### Do this
Please copy out the material below word for word, from its very start through the line containing "468 295 L 430", with that line included. Leave the pictures out of your copy.

### Supplied material
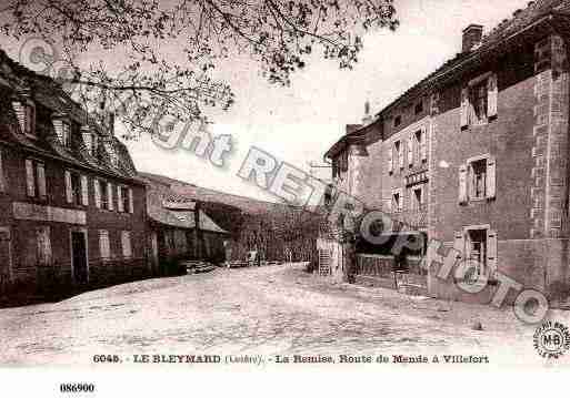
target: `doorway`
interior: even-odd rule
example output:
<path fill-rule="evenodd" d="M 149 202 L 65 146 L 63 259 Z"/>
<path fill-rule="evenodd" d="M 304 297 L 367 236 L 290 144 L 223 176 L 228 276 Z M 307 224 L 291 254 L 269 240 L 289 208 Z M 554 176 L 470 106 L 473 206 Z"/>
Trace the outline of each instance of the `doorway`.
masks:
<path fill-rule="evenodd" d="M 83 231 L 71 231 L 71 267 L 74 283 L 87 284 L 89 282 L 87 233 Z"/>
<path fill-rule="evenodd" d="M 0 287 L 12 278 L 12 244 L 10 229 L 0 227 Z"/>

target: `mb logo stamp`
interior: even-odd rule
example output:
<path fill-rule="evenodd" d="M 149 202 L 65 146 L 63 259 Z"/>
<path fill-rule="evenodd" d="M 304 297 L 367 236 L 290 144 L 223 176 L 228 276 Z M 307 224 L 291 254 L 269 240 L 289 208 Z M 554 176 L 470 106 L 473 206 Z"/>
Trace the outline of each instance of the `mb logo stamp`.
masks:
<path fill-rule="evenodd" d="M 570 348 L 570 330 L 566 325 L 548 320 L 534 331 L 534 348 L 543 358 L 558 359 Z"/>

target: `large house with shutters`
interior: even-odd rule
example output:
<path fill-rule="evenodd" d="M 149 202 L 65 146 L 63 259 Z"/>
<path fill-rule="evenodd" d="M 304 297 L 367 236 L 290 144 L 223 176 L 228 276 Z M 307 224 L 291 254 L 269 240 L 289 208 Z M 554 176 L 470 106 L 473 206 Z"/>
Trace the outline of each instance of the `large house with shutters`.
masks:
<path fill-rule="evenodd" d="M 0 50 L 0 286 L 146 272 L 146 185 L 113 121 Z"/>
<path fill-rule="evenodd" d="M 468 295 L 430 272 L 432 296 L 489 303 L 494 272 L 554 295 L 570 277 L 570 1 L 531 1 L 462 38 L 457 57 L 347 126 L 326 154 L 336 187 L 389 214 L 394 236 L 423 237 L 411 257 L 436 242 L 439 254 L 453 247 L 491 275 Z M 374 276 L 371 258 L 390 253 L 362 244 L 357 257 L 357 276 Z"/>

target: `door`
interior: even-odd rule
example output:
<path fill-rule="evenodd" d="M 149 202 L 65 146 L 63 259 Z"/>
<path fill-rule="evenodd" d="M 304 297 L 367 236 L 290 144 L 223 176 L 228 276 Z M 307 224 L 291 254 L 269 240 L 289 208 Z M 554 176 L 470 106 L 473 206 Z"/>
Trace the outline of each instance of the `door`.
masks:
<path fill-rule="evenodd" d="M 10 229 L 0 227 L 0 285 L 11 279 L 12 247 Z"/>
<path fill-rule="evenodd" d="M 89 273 L 87 268 L 86 233 L 71 232 L 71 257 L 73 264 L 73 278 L 78 284 L 87 284 Z"/>

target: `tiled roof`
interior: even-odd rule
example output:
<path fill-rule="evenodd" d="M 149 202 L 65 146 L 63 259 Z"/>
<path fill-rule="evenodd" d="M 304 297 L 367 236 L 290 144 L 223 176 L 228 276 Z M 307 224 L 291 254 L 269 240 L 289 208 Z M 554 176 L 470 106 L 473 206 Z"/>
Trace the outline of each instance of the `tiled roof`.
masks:
<path fill-rule="evenodd" d="M 178 228 L 191 229 L 196 227 L 194 212 L 191 210 L 174 210 L 172 206 L 164 206 L 164 203 L 178 203 L 180 208 L 194 208 L 192 200 L 176 194 L 170 187 L 147 180 L 147 211 L 149 217 L 160 224 Z M 181 204 L 186 203 L 187 206 Z M 200 210 L 200 229 L 227 234 L 228 232 L 218 226 L 208 214 Z"/>
<path fill-rule="evenodd" d="M 451 60 L 448 60 L 443 65 L 438 68 L 433 73 L 429 74 L 426 79 L 413 85 L 411 89 L 406 91 L 402 95 L 396 99 L 391 104 L 384 108 L 383 111 L 378 114 L 382 114 L 386 110 L 392 108 L 401 100 L 412 95 L 414 92 L 421 90 L 429 83 L 433 82 L 437 78 L 446 75 L 448 72 L 453 70 L 467 60 L 477 59 L 483 53 L 492 49 L 494 45 L 503 42 L 509 37 L 522 31 L 527 27 L 531 25 L 536 21 L 540 20 L 544 16 L 557 12 L 557 13 L 569 13 L 570 12 L 570 0 L 538 0 L 529 2 L 529 6 L 513 13 L 511 19 L 503 20 L 499 25 L 492 29 L 486 34 L 481 41 L 481 44 L 474 48 L 472 51 L 467 53 L 458 53 Z"/>
<path fill-rule="evenodd" d="M 24 146 L 46 156 L 58 159 L 80 167 L 88 167 L 131 181 L 142 183 L 137 177 L 137 170 L 124 144 L 117 137 L 102 133 L 103 129 L 90 118 L 81 106 L 51 79 L 37 74 L 33 71 L 11 60 L 0 49 L 0 140 Z M 99 136 L 97 153 L 90 154 L 80 133 L 73 134 L 70 147 L 61 144 L 50 121 L 38 118 L 36 126 L 37 139 L 30 139 L 20 130 L 12 109 L 12 96 L 22 88 L 30 89 L 31 99 L 52 113 L 66 113 L 71 120 L 81 124 L 89 124 L 91 131 Z M 118 165 L 110 161 L 104 144 L 111 145 L 118 154 Z"/>
<path fill-rule="evenodd" d="M 437 81 L 438 78 L 448 74 L 456 67 L 459 67 L 463 62 L 467 62 L 471 59 L 478 59 L 494 45 L 506 41 L 509 37 L 522 31 L 527 27 L 530 27 L 532 23 L 539 21 L 541 18 L 548 16 L 549 13 L 570 16 L 570 0 L 538 0 L 529 2 L 526 9 L 514 12 L 511 19 L 503 20 L 501 23 L 499 23 L 499 25 L 486 34 L 480 45 L 470 52 L 458 53 L 454 58 L 448 60 L 433 73 L 429 74 L 427 78 L 414 84 L 399 98 L 392 101 L 389 105 L 387 105 L 382 111 L 378 112 L 377 116 L 381 116 L 386 111 L 396 104 L 421 92 L 424 88 L 429 86 L 429 84 Z M 380 119 L 381 118 L 378 118 L 376 121 Z M 372 123 L 376 123 L 376 121 Z M 338 151 L 348 139 L 361 136 L 368 126 L 369 125 L 364 125 L 356 131 L 344 134 L 337 143 L 334 143 L 334 145 L 329 149 L 326 156 L 330 156 L 334 151 Z"/>

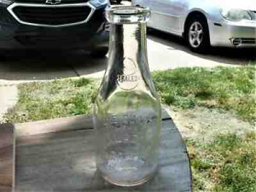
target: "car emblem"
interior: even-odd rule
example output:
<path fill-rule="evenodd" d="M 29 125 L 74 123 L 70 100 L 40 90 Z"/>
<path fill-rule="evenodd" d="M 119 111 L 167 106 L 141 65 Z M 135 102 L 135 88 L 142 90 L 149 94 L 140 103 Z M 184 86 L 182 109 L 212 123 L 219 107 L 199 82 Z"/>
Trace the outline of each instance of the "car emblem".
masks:
<path fill-rule="evenodd" d="M 58 4 L 61 3 L 61 0 L 47 0 L 45 1 L 46 4 L 49 4 L 51 5 L 55 5 L 55 4 Z"/>

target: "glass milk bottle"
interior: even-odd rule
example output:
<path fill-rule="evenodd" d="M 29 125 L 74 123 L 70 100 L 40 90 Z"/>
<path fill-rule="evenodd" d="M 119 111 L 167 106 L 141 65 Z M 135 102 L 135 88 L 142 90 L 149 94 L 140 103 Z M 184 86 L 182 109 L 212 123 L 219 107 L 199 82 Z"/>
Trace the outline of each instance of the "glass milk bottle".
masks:
<path fill-rule="evenodd" d="M 149 72 L 142 7 L 109 8 L 108 68 L 94 104 L 97 166 L 110 183 L 132 186 L 157 168 L 161 106 Z"/>

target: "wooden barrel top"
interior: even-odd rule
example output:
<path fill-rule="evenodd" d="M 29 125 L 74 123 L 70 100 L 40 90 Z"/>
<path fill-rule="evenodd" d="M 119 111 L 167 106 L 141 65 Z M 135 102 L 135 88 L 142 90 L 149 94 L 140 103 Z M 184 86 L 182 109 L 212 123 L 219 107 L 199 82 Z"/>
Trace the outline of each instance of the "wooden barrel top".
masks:
<path fill-rule="evenodd" d="M 15 192 L 192 191 L 186 146 L 166 113 L 163 119 L 159 170 L 149 182 L 132 188 L 108 184 L 97 172 L 92 117 L 12 126 L 16 129 Z M 0 150 L 0 159 L 1 156 Z"/>

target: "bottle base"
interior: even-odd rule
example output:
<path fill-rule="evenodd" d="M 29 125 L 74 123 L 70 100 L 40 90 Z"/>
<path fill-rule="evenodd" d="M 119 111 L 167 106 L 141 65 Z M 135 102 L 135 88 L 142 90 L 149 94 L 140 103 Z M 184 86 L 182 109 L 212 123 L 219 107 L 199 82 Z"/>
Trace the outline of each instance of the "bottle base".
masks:
<path fill-rule="evenodd" d="M 108 182 L 111 183 L 112 184 L 121 186 L 121 187 L 133 187 L 133 186 L 136 186 L 143 184 L 148 182 L 149 180 L 150 180 L 151 179 L 152 179 L 154 177 L 155 173 L 156 173 L 156 172 L 154 172 L 152 174 L 147 175 L 146 177 L 145 177 L 143 179 L 142 179 L 141 180 L 136 180 L 136 181 L 134 181 L 132 182 L 124 182 L 118 181 L 118 180 L 113 179 L 112 178 L 110 178 L 109 177 L 108 177 L 108 175 L 104 175 L 104 174 L 102 174 L 102 176 L 106 181 L 107 181 Z"/>

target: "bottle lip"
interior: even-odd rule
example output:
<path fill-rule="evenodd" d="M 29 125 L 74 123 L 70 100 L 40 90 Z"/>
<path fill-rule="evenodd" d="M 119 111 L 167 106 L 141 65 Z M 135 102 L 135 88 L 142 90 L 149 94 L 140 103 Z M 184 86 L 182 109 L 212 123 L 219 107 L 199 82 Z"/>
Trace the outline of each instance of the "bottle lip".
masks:
<path fill-rule="evenodd" d="M 148 8 L 115 6 L 106 10 L 106 18 L 112 24 L 132 24 L 147 22 L 150 15 Z"/>

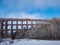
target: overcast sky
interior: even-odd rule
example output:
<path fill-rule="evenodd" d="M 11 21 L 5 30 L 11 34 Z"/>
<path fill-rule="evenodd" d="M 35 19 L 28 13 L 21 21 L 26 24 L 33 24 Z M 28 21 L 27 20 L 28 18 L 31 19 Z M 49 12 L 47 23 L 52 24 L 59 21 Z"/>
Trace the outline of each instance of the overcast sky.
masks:
<path fill-rule="evenodd" d="M 0 18 L 60 17 L 60 0 L 0 0 Z"/>

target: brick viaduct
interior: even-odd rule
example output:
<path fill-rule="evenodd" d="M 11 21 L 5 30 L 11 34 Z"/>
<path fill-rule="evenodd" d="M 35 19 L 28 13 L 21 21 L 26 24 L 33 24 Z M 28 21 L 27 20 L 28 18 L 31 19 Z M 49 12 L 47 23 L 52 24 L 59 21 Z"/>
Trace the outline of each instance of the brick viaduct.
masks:
<path fill-rule="evenodd" d="M 37 22 L 43 23 L 49 22 L 49 20 L 28 18 L 0 18 L 0 38 L 3 38 L 3 34 L 4 36 L 7 36 L 6 34 L 8 31 L 13 33 L 14 31 L 18 32 L 18 30 L 23 30 L 24 28 L 26 28 L 27 30 L 31 30 L 34 26 L 36 26 Z"/>

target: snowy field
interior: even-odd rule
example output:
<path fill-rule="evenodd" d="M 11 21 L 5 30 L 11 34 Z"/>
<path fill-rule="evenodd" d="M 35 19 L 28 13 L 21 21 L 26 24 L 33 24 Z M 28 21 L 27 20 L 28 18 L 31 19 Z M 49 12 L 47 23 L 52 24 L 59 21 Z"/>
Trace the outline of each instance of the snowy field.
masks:
<path fill-rule="evenodd" d="M 50 40 L 34 40 L 34 39 L 4 39 L 4 42 L 0 42 L 0 45 L 60 45 L 60 41 Z"/>

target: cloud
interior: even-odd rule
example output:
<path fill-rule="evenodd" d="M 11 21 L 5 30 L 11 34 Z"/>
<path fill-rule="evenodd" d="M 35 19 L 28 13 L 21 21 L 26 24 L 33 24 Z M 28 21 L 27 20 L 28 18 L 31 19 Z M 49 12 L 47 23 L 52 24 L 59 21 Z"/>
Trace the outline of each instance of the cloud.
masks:
<path fill-rule="evenodd" d="M 31 19 L 43 19 L 43 16 L 40 16 L 40 14 L 27 14 L 27 13 L 10 13 L 5 18 L 31 18 Z"/>
<path fill-rule="evenodd" d="M 42 8 L 60 7 L 60 0 L 5 0 L 3 1 L 9 8 Z"/>

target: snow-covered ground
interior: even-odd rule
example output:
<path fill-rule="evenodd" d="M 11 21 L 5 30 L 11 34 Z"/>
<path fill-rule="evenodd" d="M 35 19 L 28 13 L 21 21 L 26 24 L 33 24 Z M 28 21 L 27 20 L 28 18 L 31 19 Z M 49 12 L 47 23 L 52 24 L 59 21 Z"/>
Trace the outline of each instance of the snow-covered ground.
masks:
<path fill-rule="evenodd" d="M 34 40 L 34 39 L 16 39 L 6 40 L 1 42 L 0 45 L 60 45 L 60 41 L 50 40 Z"/>

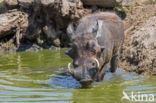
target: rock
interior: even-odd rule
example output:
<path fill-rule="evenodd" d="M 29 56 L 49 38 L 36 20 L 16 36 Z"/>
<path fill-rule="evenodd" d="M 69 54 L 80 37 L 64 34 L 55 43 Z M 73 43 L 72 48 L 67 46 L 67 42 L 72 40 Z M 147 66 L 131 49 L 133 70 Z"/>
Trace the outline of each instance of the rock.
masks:
<path fill-rule="evenodd" d="M 132 6 L 148 0 L 81 0 L 85 5 L 100 7 Z"/>
<path fill-rule="evenodd" d="M 33 5 L 35 0 L 18 0 L 19 6 L 22 8 L 29 8 L 30 6 Z"/>
<path fill-rule="evenodd" d="M 0 38 L 7 35 L 18 36 L 16 42 L 19 42 L 19 38 L 25 33 L 28 27 L 28 15 L 20 11 L 10 11 L 9 13 L 0 14 Z"/>

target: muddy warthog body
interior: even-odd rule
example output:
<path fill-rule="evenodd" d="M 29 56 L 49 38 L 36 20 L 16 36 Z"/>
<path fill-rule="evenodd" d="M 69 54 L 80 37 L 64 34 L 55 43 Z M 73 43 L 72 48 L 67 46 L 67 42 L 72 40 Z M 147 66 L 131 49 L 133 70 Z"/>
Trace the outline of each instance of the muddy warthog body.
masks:
<path fill-rule="evenodd" d="M 108 65 L 111 72 L 117 68 L 117 55 L 124 39 L 123 23 L 114 13 L 95 13 L 82 18 L 74 30 L 67 28 L 72 49 L 67 52 L 73 59 L 74 69 L 69 72 L 81 83 L 101 81 Z"/>

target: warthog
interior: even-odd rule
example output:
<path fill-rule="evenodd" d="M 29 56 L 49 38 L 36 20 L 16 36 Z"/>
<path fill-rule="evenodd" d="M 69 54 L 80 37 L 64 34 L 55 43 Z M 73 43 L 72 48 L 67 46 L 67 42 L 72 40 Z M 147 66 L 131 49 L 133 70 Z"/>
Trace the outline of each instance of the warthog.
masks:
<path fill-rule="evenodd" d="M 124 40 L 122 20 L 111 12 L 100 12 L 83 17 L 76 30 L 69 24 L 67 34 L 72 49 L 66 52 L 73 59 L 68 71 L 82 84 L 91 84 L 104 78 L 110 64 L 111 72 L 117 68 L 120 47 Z"/>

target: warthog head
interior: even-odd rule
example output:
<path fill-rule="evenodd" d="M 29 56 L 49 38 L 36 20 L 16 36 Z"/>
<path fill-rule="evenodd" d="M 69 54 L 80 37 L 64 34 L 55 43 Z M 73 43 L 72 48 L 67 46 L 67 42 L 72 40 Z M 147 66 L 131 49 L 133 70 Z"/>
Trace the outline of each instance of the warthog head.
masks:
<path fill-rule="evenodd" d="M 72 48 L 66 54 L 73 59 L 74 68 L 72 69 L 69 63 L 68 71 L 81 84 L 89 85 L 96 80 L 100 72 L 104 48 L 99 46 L 91 33 L 74 33 L 71 28 L 72 26 L 68 27 L 67 31 L 70 34 Z"/>

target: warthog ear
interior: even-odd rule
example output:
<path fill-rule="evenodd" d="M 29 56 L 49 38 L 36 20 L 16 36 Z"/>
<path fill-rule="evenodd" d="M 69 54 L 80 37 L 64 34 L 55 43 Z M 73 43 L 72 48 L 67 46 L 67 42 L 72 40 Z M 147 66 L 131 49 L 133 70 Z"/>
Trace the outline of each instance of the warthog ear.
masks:
<path fill-rule="evenodd" d="M 101 52 L 103 52 L 105 50 L 104 46 L 101 46 Z"/>
<path fill-rule="evenodd" d="M 67 27 L 66 33 L 68 35 L 68 37 L 70 38 L 70 40 L 72 40 L 72 36 L 74 35 L 74 26 L 73 23 L 70 23 Z"/>

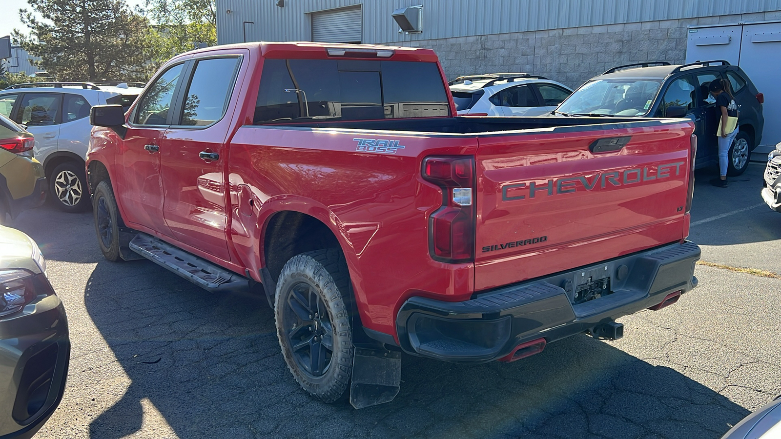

### Solution to this exercise
target: `doorway`
interior: even-odd rule
example output:
<path fill-rule="evenodd" d="M 149 202 L 65 146 L 63 259 Z"/>
<path fill-rule="evenodd" d="M 304 297 L 367 236 L 290 144 L 223 176 L 228 276 Z M 307 224 L 291 254 L 269 240 L 289 208 Z M 554 176 L 470 106 L 473 206 Z"/>
Trace the outline of each instance of the `doorway`.
masks:
<path fill-rule="evenodd" d="M 83 231 L 71 231 L 71 267 L 74 283 L 87 284 L 89 282 L 87 233 Z"/>
<path fill-rule="evenodd" d="M 0 287 L 12 278 L 12 244 L 10 229 L 0 227 Z"/>

target: `mb logo stamp`
interior: even-odd rule
example output:
<path fill-rule="evenodd" d="M 149 202 L 65 146 L 63 259 Z"/>
<path fill-rule="evenodd" d="M 304 297 L 367 236 L 290 144 L 223 176 L 228 276 Z M 307 224 L 291 254 L 269 240 L 289 208 Z M 554 176 L 470 106 L 473 206 Z"/>
Trace the outline of each instance of the `mb logo stamp`.
masks:
<path fill-rule="evenodd" d="M 570 348 L 570 330 L 566 325 L 548 320 L 534 331 L 534 348 L 543 358 L 558 359 Z"/>

target: `large house with shutters`
interior: even-odd rule
example output:
<path fill-rule="evenodd" d="M 149 202 L 65 146 L 63 259 Z"/>
<path fill-rule="evenodd" d="M 304 297 L 367 236 L 290 144 L 223 176 L 228 276 Z M 307 224 L 291 254 L 269 240 L 289 208 Z M 554 176 L 470 106 L 473 206 Z"/>
Trace the outline of each instance of the `large house with shutters`.
masks:
<path fill-rule="evenodd" d="M 0 50 L 0 286 L 146 272 L 146 185 L 113 121 Z"/>
<path fill-rule="evenodd" d="M 468 295 L 430 272 L 432 296 L 489 303 L 494 272 L 554 295 L 570 277 L 570 1 L 531 1 L 462 38 L 457 57 L 347 126 L 326 154 L 336 187 L 389 214 L 394 236 L 423 237 L 411 257 L 436 242 L 439 254 L 453 247 L 491 275 Z M 374 276 L 371 258 L 390 253 L 362 244 L 357 257 L 357 276 Z"/>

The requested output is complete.